→ **Data shown**:

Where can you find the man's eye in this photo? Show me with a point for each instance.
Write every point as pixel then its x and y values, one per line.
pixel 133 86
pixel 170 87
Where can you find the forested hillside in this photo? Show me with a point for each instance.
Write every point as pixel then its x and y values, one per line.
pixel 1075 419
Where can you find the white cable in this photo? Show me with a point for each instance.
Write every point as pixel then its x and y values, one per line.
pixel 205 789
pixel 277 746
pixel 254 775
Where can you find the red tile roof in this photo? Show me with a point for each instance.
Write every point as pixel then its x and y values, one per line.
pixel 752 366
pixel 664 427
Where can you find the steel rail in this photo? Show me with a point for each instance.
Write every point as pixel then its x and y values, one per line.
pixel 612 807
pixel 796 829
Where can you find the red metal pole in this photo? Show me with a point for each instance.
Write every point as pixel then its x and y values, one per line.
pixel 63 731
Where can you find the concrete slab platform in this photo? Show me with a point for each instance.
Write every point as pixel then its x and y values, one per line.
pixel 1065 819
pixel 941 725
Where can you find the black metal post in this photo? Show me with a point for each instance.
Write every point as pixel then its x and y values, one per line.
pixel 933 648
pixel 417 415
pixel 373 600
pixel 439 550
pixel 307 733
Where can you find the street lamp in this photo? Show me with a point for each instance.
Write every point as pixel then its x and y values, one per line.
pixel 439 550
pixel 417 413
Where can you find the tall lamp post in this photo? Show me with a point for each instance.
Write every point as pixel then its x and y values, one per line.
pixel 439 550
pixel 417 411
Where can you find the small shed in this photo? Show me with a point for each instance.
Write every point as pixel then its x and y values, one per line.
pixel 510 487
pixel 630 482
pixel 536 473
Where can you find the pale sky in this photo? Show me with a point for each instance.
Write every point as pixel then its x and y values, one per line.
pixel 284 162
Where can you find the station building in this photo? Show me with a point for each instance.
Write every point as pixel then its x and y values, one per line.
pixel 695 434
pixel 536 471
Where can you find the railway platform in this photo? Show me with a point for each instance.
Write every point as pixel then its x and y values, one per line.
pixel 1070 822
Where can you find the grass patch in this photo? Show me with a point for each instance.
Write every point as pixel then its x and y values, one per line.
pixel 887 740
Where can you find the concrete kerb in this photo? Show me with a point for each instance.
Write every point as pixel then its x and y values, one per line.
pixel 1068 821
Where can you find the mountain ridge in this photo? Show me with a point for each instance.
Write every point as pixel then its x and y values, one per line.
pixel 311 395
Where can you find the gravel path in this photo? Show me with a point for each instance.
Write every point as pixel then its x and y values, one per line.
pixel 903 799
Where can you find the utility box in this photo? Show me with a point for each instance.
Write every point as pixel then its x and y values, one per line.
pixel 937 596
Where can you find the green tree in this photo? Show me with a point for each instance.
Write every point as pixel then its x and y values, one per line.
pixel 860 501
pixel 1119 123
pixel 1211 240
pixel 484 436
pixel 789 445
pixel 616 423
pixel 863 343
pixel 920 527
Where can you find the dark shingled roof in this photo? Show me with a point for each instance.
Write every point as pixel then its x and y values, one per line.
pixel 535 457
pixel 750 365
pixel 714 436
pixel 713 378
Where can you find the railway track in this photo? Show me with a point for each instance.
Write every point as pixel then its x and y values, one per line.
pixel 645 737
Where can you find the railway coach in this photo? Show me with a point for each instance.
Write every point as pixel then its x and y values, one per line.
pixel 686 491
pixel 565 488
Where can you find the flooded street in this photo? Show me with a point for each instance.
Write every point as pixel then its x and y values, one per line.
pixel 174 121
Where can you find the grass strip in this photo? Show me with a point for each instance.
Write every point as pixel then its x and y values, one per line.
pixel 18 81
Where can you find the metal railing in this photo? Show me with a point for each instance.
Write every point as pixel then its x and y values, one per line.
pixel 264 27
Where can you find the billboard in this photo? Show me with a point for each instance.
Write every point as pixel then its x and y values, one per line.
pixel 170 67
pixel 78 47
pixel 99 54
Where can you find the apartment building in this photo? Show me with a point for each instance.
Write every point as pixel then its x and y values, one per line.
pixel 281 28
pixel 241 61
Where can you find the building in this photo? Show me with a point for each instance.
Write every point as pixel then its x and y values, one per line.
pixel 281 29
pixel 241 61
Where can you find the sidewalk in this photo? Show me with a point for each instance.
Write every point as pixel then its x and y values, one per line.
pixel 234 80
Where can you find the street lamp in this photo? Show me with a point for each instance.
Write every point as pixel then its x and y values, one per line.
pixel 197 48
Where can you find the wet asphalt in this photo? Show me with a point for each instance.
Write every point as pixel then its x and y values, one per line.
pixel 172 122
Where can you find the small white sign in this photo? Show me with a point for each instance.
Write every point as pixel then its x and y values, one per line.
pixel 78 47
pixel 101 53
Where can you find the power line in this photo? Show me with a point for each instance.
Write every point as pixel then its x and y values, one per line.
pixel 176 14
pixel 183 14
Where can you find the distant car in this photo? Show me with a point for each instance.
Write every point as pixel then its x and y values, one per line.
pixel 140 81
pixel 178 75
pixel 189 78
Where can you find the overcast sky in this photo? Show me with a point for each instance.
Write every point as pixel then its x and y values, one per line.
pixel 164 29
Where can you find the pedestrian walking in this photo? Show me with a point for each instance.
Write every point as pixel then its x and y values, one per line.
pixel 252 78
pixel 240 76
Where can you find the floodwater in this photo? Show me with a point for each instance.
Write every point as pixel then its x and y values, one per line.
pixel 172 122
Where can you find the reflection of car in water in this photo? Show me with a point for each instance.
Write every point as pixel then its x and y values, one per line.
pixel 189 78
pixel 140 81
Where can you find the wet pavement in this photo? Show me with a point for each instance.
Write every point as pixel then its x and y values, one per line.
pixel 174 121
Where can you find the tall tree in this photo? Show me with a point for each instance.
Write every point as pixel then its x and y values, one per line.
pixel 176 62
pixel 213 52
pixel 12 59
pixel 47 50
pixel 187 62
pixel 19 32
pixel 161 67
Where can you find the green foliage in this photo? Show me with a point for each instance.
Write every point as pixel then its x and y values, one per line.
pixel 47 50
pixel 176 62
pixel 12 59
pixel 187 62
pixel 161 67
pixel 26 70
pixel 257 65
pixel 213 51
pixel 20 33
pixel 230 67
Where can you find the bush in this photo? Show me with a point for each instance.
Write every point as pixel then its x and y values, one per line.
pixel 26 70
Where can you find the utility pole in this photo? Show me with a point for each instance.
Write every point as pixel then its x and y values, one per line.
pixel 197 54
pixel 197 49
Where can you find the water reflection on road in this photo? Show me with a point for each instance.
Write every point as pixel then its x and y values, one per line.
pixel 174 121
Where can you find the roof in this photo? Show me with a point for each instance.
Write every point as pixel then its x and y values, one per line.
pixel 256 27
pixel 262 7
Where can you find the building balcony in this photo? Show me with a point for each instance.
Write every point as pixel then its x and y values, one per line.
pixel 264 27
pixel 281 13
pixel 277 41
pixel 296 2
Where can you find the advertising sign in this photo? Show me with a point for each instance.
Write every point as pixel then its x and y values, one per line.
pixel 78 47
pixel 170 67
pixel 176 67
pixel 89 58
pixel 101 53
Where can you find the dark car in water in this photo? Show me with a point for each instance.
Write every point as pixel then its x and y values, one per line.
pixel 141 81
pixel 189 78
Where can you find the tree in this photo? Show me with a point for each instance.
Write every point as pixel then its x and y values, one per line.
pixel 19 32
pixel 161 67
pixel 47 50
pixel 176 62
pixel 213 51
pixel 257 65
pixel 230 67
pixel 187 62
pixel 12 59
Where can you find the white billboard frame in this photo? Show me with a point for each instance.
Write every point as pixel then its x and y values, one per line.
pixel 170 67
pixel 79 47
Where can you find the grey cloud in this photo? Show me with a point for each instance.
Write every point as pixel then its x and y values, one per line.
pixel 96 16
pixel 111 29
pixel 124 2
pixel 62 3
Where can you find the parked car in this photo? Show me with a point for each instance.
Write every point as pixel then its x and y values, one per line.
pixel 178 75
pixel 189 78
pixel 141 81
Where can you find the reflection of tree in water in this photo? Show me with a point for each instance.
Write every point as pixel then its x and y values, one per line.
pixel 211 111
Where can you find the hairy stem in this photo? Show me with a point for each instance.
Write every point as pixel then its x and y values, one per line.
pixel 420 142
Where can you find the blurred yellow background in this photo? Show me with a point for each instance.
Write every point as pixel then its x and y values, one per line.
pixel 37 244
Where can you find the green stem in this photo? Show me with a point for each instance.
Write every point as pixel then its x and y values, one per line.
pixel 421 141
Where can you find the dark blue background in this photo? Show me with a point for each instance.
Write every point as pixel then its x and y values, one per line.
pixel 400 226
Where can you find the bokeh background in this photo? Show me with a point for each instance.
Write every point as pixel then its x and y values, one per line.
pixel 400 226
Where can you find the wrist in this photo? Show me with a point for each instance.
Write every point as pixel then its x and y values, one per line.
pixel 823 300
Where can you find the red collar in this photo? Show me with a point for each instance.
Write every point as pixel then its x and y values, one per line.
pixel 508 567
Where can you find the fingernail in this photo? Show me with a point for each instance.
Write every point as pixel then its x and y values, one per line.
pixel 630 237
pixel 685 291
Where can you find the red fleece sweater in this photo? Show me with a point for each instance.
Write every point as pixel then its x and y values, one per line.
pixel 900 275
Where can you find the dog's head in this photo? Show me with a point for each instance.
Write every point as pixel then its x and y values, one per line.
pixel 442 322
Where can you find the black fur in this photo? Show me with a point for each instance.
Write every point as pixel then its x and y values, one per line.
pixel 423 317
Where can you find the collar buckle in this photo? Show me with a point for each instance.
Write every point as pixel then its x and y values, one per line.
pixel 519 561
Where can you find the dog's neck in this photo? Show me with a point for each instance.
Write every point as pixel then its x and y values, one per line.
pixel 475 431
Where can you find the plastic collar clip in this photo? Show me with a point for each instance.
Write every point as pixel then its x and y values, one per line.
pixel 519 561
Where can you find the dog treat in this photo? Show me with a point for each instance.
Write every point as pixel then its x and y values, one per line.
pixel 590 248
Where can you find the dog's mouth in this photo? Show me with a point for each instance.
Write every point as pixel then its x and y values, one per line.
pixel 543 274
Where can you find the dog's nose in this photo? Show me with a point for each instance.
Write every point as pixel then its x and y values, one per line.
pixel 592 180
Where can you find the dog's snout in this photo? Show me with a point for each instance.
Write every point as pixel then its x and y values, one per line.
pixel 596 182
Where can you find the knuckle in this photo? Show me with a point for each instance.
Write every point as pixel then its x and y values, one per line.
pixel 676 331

→ **The problem**: Select every line of the material above holding the word "black" and copy it.

→ **Written reply**:
Where can you find the black metal post in this photo? Show me with a point for each instance.
Where can you find the black fur in this photo? Show me with a point for each instance.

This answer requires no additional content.